**ÉNONCÉ DU PROBLÈME**
Recopiez à l'identique le passage du texte sur la réforme des retraites qui commence par les mots contenant "Il aura suffi" et se termine par "de la réforme.".

**TEXTE DE LA PAGE**
########################################

Pourtant, ce projet phare de réforme porté par Emmanuel Macron, président de la République nouvellement élu en 2017, s’annonçait initialement sous de bons auspices. Les Français paraissaient mûrs et plutôt séduits par l’universalité [1] qui réunit simplicité et égalité. Le projet avait été discuté avec un certain succès en s’appuyant sur des principes de démocratie participative (consultation citoyenne en ligne et jury citoyen). Bien que techniquement complexe à mettre en place, il avait politiquement résisté aux multiples pressions, syndicales (grèves et manifestations notamment dans le secteur des transports) puis politiques, en étant adopté en première lecture le 5 mars 2020, donc sans débat à l’Assemblée nationale (grâce au recours de l’article 49.3 par le Premier ministre, Édouard Philippe). Après un passage prévu au Sénat, une adoption définitive de la loi par l’Assemblée nationale et donc sa promulgation étaient envisageables avant la fin de l’année 2020.
Il aura suffi que la pandémie de Covid-19 mette en péril la vie d’un nombre suffisant de citoyens et exige un confinement drastique de la population pour que le président Macron annonce dès le 16 mars 2020 la suspension de la réforme des retraites.
Ce chapitre revient sur les heurs et malheurs de cette réforme [Masson et Touzé, 2021]. La première section explique son principal contenu (nouveau système et modes de transition) après avoir rappelé l’architecture du système actuel. La deuxième section synthétise les principaux arguments du débat critique. Enfin, la troisième section donne quelques éléments de mise en perspective sur l’avenir possible de la réforme.

########################################

**DONNÉES À ANALYSER**
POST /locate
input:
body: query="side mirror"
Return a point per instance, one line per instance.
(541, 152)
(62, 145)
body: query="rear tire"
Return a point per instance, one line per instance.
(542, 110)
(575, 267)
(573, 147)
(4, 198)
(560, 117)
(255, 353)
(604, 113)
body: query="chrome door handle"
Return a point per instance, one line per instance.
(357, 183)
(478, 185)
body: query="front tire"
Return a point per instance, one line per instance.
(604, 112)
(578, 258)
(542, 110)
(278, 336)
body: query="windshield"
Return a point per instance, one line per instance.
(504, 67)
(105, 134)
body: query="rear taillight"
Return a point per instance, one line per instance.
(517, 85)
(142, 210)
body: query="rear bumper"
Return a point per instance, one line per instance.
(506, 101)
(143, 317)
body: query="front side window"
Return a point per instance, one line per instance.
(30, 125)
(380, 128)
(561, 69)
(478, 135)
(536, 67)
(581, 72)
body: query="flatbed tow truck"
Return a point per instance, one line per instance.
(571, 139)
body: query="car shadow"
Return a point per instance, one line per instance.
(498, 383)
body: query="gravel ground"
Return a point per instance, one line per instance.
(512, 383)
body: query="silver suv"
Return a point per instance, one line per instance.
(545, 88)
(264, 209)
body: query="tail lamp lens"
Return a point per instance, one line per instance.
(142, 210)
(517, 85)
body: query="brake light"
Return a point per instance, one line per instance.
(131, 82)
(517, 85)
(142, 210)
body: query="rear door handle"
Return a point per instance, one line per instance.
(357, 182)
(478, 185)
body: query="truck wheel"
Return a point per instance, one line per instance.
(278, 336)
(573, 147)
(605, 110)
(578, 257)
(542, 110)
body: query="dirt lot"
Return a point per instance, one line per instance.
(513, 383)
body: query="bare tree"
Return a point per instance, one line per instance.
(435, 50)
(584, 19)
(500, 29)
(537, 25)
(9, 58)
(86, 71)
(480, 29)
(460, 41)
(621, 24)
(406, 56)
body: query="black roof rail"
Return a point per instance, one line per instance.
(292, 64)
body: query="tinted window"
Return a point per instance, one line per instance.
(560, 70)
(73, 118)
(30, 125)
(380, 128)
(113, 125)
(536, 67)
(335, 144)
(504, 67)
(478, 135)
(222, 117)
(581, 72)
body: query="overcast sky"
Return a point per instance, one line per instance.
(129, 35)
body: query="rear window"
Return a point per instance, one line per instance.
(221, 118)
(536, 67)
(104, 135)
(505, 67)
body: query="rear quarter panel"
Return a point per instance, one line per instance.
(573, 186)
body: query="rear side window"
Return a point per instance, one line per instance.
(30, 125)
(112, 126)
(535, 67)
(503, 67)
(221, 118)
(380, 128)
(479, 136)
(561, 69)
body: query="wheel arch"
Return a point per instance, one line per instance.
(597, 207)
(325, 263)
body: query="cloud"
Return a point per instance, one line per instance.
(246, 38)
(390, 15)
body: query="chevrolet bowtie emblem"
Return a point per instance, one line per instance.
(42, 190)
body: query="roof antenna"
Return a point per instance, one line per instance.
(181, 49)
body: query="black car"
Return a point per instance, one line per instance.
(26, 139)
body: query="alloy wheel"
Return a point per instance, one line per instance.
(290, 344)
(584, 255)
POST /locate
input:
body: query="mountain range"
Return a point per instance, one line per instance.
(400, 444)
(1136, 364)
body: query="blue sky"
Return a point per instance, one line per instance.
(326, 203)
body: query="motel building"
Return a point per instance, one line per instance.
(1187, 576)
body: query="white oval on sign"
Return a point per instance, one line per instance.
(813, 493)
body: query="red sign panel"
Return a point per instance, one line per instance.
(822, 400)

########################################

**RÉPONSE**
Il aura suffi que la pandémie de Covid-19 mette en péril la vie d’un nombre suffisant de citoyens et exige un confinement drastique de la population pour que le président Macron annonce dès le 16 mars 2020 la suspension de la réforme des retraites.
Ce chapitre revient sur les heurs et malheurs de cette réforme [Masson et Touzé, 2021]. La première section explique son principal contenu (nouveau système et modes de transition) après avoir rappelé l’architecture du système actuel. La deuxième section synthétise les principaux arguments du débat critique. Enfin, la troisième section donne quelques éléments de mise en perspective sur l’avenir possible de la réforme.